● DIRECTION: Extract each line of the entries below that contains the word "wooden".

BEGIN DATA SECTION

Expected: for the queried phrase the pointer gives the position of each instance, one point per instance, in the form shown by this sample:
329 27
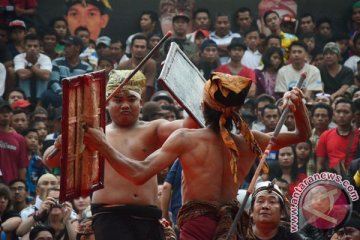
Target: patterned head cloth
221 85
116 77
103 5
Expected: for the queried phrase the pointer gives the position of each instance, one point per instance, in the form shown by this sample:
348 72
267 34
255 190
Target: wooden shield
184 82
82 171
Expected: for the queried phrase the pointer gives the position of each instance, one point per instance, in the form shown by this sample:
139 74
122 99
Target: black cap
237 42
5 104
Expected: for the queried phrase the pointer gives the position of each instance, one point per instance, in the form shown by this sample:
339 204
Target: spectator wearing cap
273 22
33 69
13 156
201 21
148 23
236 52
138 52
17 37
268 209
209 58
335 77
92 14
63 67
223 36
103 46
88 53
243 20
180 24
289 74
252 56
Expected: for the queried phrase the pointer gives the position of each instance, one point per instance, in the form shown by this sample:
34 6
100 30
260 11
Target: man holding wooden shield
212 169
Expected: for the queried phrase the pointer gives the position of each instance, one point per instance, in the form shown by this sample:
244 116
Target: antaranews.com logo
323 200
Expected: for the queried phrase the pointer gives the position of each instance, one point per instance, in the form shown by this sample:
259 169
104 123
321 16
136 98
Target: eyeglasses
19 188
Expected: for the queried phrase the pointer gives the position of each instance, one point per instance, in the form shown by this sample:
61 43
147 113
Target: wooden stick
262 162
141 64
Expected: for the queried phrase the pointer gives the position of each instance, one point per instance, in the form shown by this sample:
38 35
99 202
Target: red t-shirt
245 72
333 147
13 155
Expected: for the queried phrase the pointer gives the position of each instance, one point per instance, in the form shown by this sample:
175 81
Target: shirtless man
208 179
122 209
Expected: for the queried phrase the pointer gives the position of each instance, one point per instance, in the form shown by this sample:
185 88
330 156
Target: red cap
20 104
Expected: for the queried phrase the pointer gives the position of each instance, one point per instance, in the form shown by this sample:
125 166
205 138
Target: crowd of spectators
33 62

END DATA SECTION

● THE ANSWER:
Target: wooden shield
Target: man holding wooden shield
Target: wooden stick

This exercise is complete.